__Your goal__
Write out the records below word for word, please.

__Dataset entries__
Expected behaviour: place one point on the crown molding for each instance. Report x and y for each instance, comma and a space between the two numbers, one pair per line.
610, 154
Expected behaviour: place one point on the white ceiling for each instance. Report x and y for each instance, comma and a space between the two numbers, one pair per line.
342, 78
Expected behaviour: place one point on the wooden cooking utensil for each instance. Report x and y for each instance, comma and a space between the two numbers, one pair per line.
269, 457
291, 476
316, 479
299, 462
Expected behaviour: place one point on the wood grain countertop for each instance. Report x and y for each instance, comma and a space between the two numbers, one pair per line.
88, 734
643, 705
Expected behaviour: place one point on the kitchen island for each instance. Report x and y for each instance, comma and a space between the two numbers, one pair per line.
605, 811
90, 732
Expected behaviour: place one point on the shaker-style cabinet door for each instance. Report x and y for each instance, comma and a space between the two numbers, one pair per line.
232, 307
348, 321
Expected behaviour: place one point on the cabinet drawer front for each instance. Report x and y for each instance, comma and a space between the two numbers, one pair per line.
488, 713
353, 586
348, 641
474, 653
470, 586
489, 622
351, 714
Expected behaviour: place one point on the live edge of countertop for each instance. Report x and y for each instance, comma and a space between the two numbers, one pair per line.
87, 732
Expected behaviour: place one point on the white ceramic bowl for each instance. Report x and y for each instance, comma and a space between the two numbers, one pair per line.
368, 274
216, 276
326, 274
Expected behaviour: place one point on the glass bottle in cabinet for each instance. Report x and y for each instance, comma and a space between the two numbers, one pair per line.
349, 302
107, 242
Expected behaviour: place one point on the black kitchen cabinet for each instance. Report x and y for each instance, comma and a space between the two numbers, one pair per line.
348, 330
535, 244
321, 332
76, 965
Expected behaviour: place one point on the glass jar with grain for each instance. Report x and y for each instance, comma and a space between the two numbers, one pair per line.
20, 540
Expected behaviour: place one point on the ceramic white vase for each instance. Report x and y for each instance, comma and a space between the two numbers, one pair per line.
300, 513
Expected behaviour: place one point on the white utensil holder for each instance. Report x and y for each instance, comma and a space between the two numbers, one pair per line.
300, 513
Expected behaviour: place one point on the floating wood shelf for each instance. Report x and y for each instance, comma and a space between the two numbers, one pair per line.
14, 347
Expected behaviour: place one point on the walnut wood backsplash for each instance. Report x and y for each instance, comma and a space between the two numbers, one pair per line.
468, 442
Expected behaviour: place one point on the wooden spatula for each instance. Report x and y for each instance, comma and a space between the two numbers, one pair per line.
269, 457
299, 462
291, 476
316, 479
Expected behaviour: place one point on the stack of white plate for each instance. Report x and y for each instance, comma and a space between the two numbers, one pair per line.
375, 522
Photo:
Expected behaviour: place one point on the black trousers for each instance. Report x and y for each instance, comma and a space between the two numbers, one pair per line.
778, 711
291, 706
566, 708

__Right answer__
Expected behaviour: place one point on the crown molding for each instance. Report x and y for each instance, comma and a space between the two numbers, one pair per line.
610, 154
Expected behaviour: place one point on the white ceiling for each instance. Report x and y for each instance, comma and a space between the two numbers, one pair per line.
342, 78
Expected behaviour: place one point on the wooden cooking utensil for each instance. Report x and y for each instance, comma and a space between the two numbers, one pair per line.
269, 457
291, 476
316, 479
299, 462
Expected behaviour: place one point on the wood grain countertop for each instance. Report x and y for each instance, comma and a space between the two numbers, one pair per line.
88, 734
643, 705
Expected behaviour: place one point on the kitchen island for each instance. Report x and y for each instance, comma and a space between the two numbers, one pair per line.
605, 811
90, 732
Expected behaviour: place one point on the shaker-style cabinet door for each instance. Report x and y for each instance, comma and a space between the two numbers, one pair per line.
232, 307
348, 321
Expected behaviour: place one point on the cabinet drawer front for each instance. Report x and y for each instance, comma and a space between the two numbers, one pair per line.
488, 713
353, 586
348, 641
474, 653
470, 586
489, 622
351, 714
Expected behaviour: place one point on the live edge of countertop for each instance. Report x and y for each instance, comma and a space between the two numbers, one pair per line.
87, 732
Expected behaviour: place one point on the white ceramic bowl for each instance. Report x and y for each instance, comma and a space between the two numbers, one pair per line.
368, 274
216, 276
326, 274
Expected behaviour: place one point on the glass bottle in cabinet for each instance. Report x and y for each instance, comma and a space between the two numbers, one pair per line.
349, 302
107, 242
Expected behaviour: place one point on the black kitchen cabinet for each instance. Report x and y for each instance, comma and a space between the two numbers, one pair per line.
348, 330
535, 244
321, 332
76, 965
Expected behaviour: place one point on the glass jar with grain for each instance. Report x and y for each instance, comma and a space between the two numbers, one pair per line.
20, 540
Expected behaviour: place one point on the ceramic white vase for each instance. Report x and y for each instance, comma and a space between the two numbers, one pair per line.
300, 513
Expected behaviour: place one point on the white utensil holder for each instance. Report x and y for each instance, comma and a space between the two numbers, one pair per line.
300, 513
Expected behaviour: place one point on the floating wood shelf for each instance. Report x and y for each instance, comma and a space between the two numbers, one pair per line.
14, 347
Expected behaviour: place one point on the walnut wood backsplash for each instance. Report x and y for each instance, comma and a space between the two numbers, one pair per line.
468, 442
Expected behaviour: place one point on the wooden spatula for each instance. Report x and y for each instance, comma and a space between the two numbers, one pair per line.
269, 457
299, 462
291, 476
316, 479
Expected behaviour: place one point on the stack of white plate for each instance. Report x and y for each instance, comma and a space between the two numbers, one pair per line.
375, 522
Photo:
Expected behaviour: place one point on the black trousers for each instance. Report x and y for each instance, comma and a space between the two numbers, one pair per line.
778, 711
291, 706
566, 708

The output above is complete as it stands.